#### YOUR ASSIGNMENT
Could you return all of the entries word for word, minus any pictures?

#### TASK INPUT
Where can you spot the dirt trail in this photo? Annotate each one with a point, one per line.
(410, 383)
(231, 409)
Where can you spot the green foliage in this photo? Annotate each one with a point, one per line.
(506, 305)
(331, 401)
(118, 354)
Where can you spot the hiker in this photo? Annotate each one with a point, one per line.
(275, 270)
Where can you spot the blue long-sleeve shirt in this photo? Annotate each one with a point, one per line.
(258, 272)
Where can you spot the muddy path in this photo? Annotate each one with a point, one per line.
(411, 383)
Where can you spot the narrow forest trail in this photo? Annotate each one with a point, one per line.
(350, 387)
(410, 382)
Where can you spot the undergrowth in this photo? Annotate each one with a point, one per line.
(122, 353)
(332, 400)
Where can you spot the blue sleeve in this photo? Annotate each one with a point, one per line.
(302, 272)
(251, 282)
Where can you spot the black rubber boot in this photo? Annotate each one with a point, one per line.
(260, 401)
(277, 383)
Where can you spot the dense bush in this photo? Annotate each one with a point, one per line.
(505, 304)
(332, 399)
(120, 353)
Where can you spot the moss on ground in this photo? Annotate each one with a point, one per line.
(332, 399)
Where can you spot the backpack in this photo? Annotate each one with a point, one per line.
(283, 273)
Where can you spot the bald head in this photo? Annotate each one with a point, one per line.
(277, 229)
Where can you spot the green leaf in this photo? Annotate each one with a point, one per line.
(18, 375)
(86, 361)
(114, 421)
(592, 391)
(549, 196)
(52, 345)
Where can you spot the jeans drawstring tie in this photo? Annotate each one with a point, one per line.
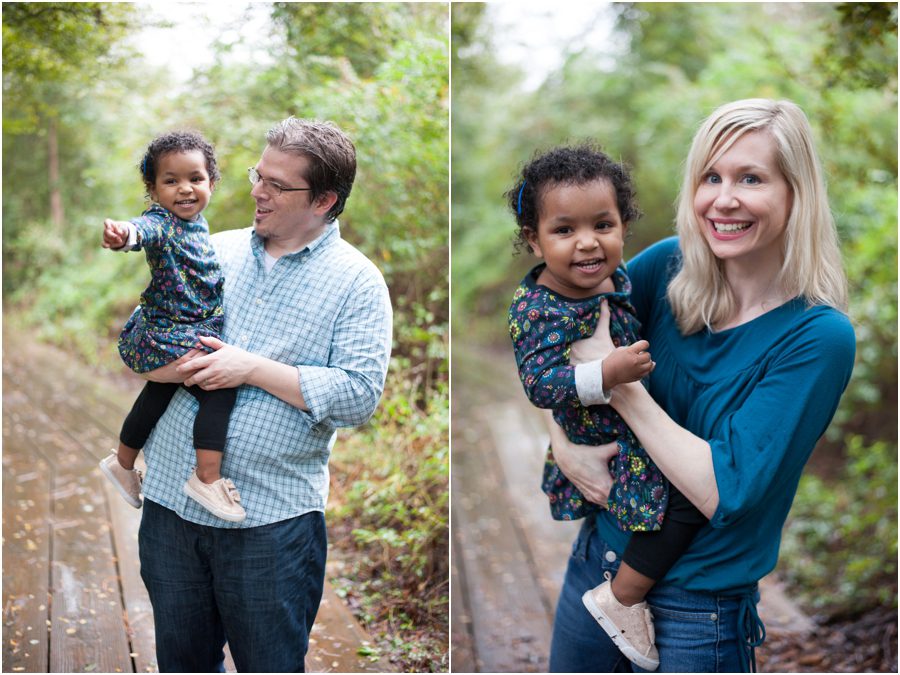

#### RESULT BELOW
Where can you spot the dirt trail in this photo? Annotate each one with a point, one per line.
(410, 383)
(231, 409)
Where can you spot the green foliage in this photo? Annotate each one with a point, one per line.
(506, 305)
(331, 401)
(118, 354)
Where can you spot the hiker in this photo? Annotate each one with a point, one per line.
(275, 270)
Where can you spot the blue long-sleeve shirt in this photo? Annotate each one with a point, one per line.
(258, 272)
Where can you spot the muddy path in this photo? Annotate each one with a point, one per line.
(411, 383)
Where can you spot the narrow forest trail in this photo? Annotate each one with a point, one per line.
(350, 387)
(410, 382)
Where can you spot the undergrowth in this photo? Annotate each one with a point, one per line.
(122, 353)
(332, 400)
Where can you spot the blue sleeve in this photo? Annotate each one with a point, one per line.
(302, 272)
(251, 282)
Where can you spot the black rubber boot in this photo? Annotate each one with a point, one per line.
(260, 401)
(277, 383)
Where can you spot the dense bush in this photo? Annotate each one with a point, one per line.
(505, 304)
(332, 399)
(120, 353)
Where can you spot the moss on ground in this photo? Annotate each one with a point, one per line.
(332, 399)
Where can you spot the backpack in this photo? Annotate each one with a point, one per line.
(283, 273)
Where can you spot the bald head in this photo? Annotate each one with a point, one per line.
(277, 229)
Where can you spot the green leaf in this photo? Annotate each one with a point, one per line.
(18, 375)
(86, 361)
(114, 421)
(592, 391)
(549, 196)
(52, 345)
Where can you spot the jeans drawstring tie in this photo? Annotate each one with a point, one per line.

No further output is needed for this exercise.